Written task
Please write out the material again from its start through the line with "negative clicks: (48, 461) (69, 475)", swapping "rough" for "coarse" and changing nothing else. Leave the pictures out of your answer.

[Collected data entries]
§ §

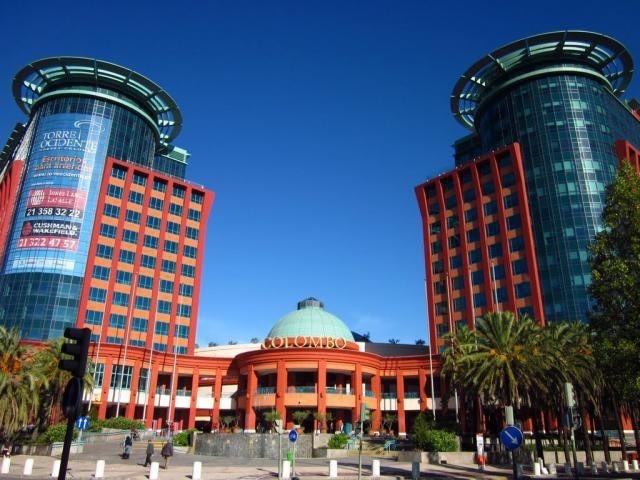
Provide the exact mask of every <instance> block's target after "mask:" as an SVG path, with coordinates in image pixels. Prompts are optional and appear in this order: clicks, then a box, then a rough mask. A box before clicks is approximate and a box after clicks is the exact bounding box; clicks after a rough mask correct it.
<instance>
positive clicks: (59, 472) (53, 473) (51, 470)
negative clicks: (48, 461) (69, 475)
mask: <svg viewBox="0 0 640 480" xmlns="http://www.w3.org/2000/svg"><path fill="white" fill-rule="evenodd" d="M59 474H60V460H54V462H53V468H52V469H51V476H52V477H57V476H58V475H59Z"/></svg>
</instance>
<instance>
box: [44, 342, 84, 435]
mask: <svg viewBox="0 0 640 480" xmlns="http://www.w3.org/2000/svg"><path fill="white" fill-rule="evenodd" d="M64 342H65V339H64V338H63V337H61V338H58V339H56V340H50V341H49V342H47V344H46V345H45V346H44V348H43V349H41V350H39V351H38V352H37V354H36V355H35V358H34V366H35V368H37V370H38V371H39V372H40V373H41V374H42V376H43V377H45V378H46V379H47V380H48V381H47V382H46V383H43V384H42V385H41V387H42V392H41V399H42V409H41V414H40V416H39V419H40V420H41V421H42V423H43V425H46V424H48V423H57V421H58V413H59V411H58V408H57V406H58V405H60V402H61V400H62V395H63V393H64V389H65V387H66V385H67V383H68V382H69V380H70V379H71V374H70V373H69V372H67V371H66V370H61V369H60V368H58V363H59V362H60V360H61V359H62V358H63V354H62V345H63V343H64ZM88 363H90V362H88ZM91 371H92V368H91V365H87V369H86V373H85V376H84V378H83V381H84V386H85V389H87V390H89V391H91V389H93V375H92V374H91V373H89V372H91Z"/></svg>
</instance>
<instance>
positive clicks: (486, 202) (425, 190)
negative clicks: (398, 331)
mask: <svg viewBox="0 0 640 480" xmlns="http://www.w3.org/2000/svg"><path fill="white" fill-rule="evenodd" d="M416 195H417V197H418V204H419V206H420V212H421V214H422V227H423V234H424V239H425V241H424V250H425V259H426V271H427V279H426V292H427V300H428V306H429V318H430V319H431V321H430V323H429V325H430V331H429V337H430V342H431V343H430V344H431V345H434V346H436V345H437V348H438V351H441V350H442V349H443V348H444V346H445V344H444V342H443V340H442V337H443V336H444V335H445V334H446V333H448V332H449V331H452V330H455V328H456V326H457V325H466V326H468V327H469V328H473V327H474V323H475V319H476V318H477V317H480V316H482V315H483V314H484V313H485V312H487V311H498V310H510V311H513V312H517V313H518V314H519V315H522V314H525V313H526V314H528V315H530V316H532V317H533V318H535V319H536V320H537V321H538V322H540V323H541V324H544V313H543V309H542V298H541V295H540V287H539V284H538V272H537V264H536V261H535V251H534V244H533V234H532V230H531V218H530V214H529V207H528V204H527V187H526V185H525V182H524V175H523V168H522V156H521V153H520V147H519V145H518V144H517V143H514V144H512V145H510V146H509V147H507V148H504V149H502V150H499V151H495V152H491V153H490V154H488V155H484V156H482V157H479V158H477V159H476V160H474V161H472V162H469V163H466V164H464V165H462V166H460V167H458V168H456V169H455V170H453V171H451V172H448V173H445V174H442V175H440V176H439V177H436V178H434V179H432V180H429V181H428V182H426V183H424V184H422V185H419V186H418V187H416Z"/></svg>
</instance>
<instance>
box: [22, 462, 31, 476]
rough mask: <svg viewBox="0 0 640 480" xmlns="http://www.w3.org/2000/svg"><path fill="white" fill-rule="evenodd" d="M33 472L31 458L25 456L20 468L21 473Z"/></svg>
mask: <svg viewBox="0 0 640 480" xmlns="http://www.w3.org/2000/svg"><path fill="white" fill-rule="evenodd" d="M32 473H33V458H27V459H26V460H25V462H24V469H23V470H22V474H23V475H25V476H27V475H31V474H32Z"/></svg>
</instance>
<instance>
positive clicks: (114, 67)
mask: <svg viewBox="0 0 640 480" xmlns="http://www.w3.org/2000/svg"><path fill="white" fill-rule="evenodd" d="M13 93H14V97H15V100H16V102H17V104H18V106H19V107H20V108H21V109H22V110H23V112H24V113H25V114H27V115H28V119H27V122H26V123H25V124H24V125H23V124H22V123H19V124H17V125H16V127H15V129H14V131H13V132H12V134H11V136H10V137H9V139H8V141H7V143H6V145H5V147H4V149H3V151H2V153H1V154H0V206H1V208H0V265H1V269H0V324H2V325H4V326H6V327H9V328H13V327H16V328H19V329H20V331H21V333H22V335H23V338H24V339H25V340H26V341H30V342H34V343H42V342H45V341H48V340H50V339H55V338H58V337H60V336H62V332H63V330H64V328H65V327H68V326H73V325H76V326H84V327H88V328H90V329H91V331H92V337H91V340H92V347H91V350H90V356H91V358H92V360H93V362H94V363H95V366H96V368H95V372H94V379H95V388H94V389H93V392H90V393H89V392H88V394H87V396H86V398H85V403H86V408H90V409H92V410H94V411H96V412H97V414H98V416H99V417H100V418H105V417H112V416H118V415H123V416H126V417H128V418H136V419H144V420H145V423H146V425H147V426H148V427H152V426H155V427H156V428H163V427H165V426H166V425H167V423H170V424H172V425H177V426H178V428H183V427H193V426H195V425H196V424H197V425H198V426H199V427H202V428H217V427H219V426H220V425H219V418H221V417H226V416H233V417H236V418H237V419H238V423H239V425H240V426H241V427H243V428H244V429H245V430H247V431H253V430H255V429H256V428H258V429H259V428H260V425H261V424H262V423H264V415H263V413H264V412H265V411H269V410H271V409H277V410H278V411H279V412H281V413H282V415H283V418H285V419H286V420H287V422H288V423H290V422H291V420H292V418H293V417H292V413H293V412H294V411H296V410H310V411H316V412H322V413H326V412H330V413H331V414H332V417H333V422H334V423H335V424H336V425H339V424H343V425H348V424H352V423H353V419H355V418H357V417H358V415H359V412H360V409H361V408H363V407H364V406H366V407H367V408H368V409H370V410H371V418H372V428H373V429H375V430H379V429H380V423H381V416H382V412H385V411H386V412H393V413H394V414H397V415H398V419H397V422H395V423H394V427H393V428H394V429H397V431H398V433H405V431H406V425H407V421H408V420H411V418H413V417H414V416H415V415H416V414H417V412H418V411H420V410H426V409H427V408H435V403H434V402H432V401H431V400H430V399H429V400H428V399H427V397H431V396H433V395H431V394H429V395H427V391H429V392H435V391H436V389H437V388H438V385H434V387H433V390H429V389H427V388H426V387H425V385H426V383H427V380H428V379H431V378H432V377H429V376H428V374H427V365H428V363H427V353H428V350H427V348H426V347H421V346H410V345H409V346H402V345H387V344H384V345H379V344H373V343H364V342H360V343H358V342H355V341H354V338H353V335H352V334H351V331H350V330H349V329H348V328H347V327H346V326H345V325H344V323H343V322H342V321H341V320H339V319H338V318H337V317H335V316H333V315H331V314H329V313H328V312H325V311H324V309H323V306H322V304H321V303H320V302H319V301H317V300H313V299H309V300H306V301H303V302H301V303H300V305H299V309H298V310H295V311H294V312H293V313H291V314H290V315H287V316H285V317H284V318H283V319H282V320H280V321H279V322H278V323H277V324H276V325H275V326H274V328H273V329H272V330H271V331H270V332H269V334H268V335H267V336H266V337H265V340H264V342H262V343H257V344H248V345H234V346H224V347H218V348H207V349H202V350H198V351H196V349H195V334H196V325H197V318H198V297H199V295H200V279H201V274H202V271H201V266H202V265H203V263H204V262H203V258H204V244H205V233H206V224H207V219H208V216H209V212H210V210H211V206H212V203H213V193H212V192H211V191H209V190H207V189H206V188H203V187H202V186H200V185H195V184H193V183H190V182H188V181H186V180H185V173H186V165H187V159H188V157H189V155H188V153H187V152H186V151H185V150H184V149H181V148H179V147H177V146H175V145H174V144H173V141H174V140H175V138H176V137H177V135H178V133H179V131H180V128H181V123H182V117H181V114H180V111H179V109H178V107H177V105H176V103H175V102H174V101H173V100H172V98H171V97H170V96H169V95H168V94H167V93H166V91H165V90H163V89H162V88H161V87H160V86H158V85H157V84H155V83H154V82H152V81H151V80H149V79H147V78H145V77H144V76H142V75H140V74H138V73H136V72H134V71H132V70H129V69H126V68H123V67H121V66H118V65H114V64H111V63H107V62H104V61H100V60H93V59H86V58H75V57H57V58H47V59H43V60H39V61H37V62H34V63H32V64H30V65H28V66H26V67H25V68H23V69H22V70H21V71H20V72H18V74H17V75H16V77H15V79H14V83H13ZM274 320H275V319H265V322H266V323H267V324H268V323H271V322H272V321H274ZM434 363H435V366H434V365H431V367H433V368H436V369H437V361H436V362H434ZM310 420H312V417H310Z"/></svg>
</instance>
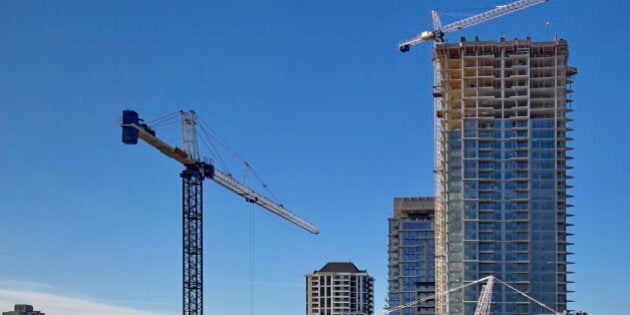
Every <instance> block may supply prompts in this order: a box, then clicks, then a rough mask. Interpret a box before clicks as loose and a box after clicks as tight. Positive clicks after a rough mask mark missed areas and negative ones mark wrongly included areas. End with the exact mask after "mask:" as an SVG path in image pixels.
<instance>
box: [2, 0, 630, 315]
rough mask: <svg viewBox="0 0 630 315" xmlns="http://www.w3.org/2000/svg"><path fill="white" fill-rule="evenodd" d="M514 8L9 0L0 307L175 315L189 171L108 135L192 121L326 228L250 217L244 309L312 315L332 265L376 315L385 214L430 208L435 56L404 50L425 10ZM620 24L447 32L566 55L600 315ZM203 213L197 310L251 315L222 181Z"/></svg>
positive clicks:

§ §

Reply
Provide the exact mask of every <instance> block's target after "mask:" as an SVG path, with coordinates in image pixels. Prompts are optional and appear in this order: clicks, then a box, then a coarse mask. A box before clicks is approximate and a box after clicks is the exact bounding box; clicks after a coarse mask correct it.
<instance>
positive clicks: (59, 472) (53, 473) (51, 470)
negative clicks: (48, 461) (69, 475)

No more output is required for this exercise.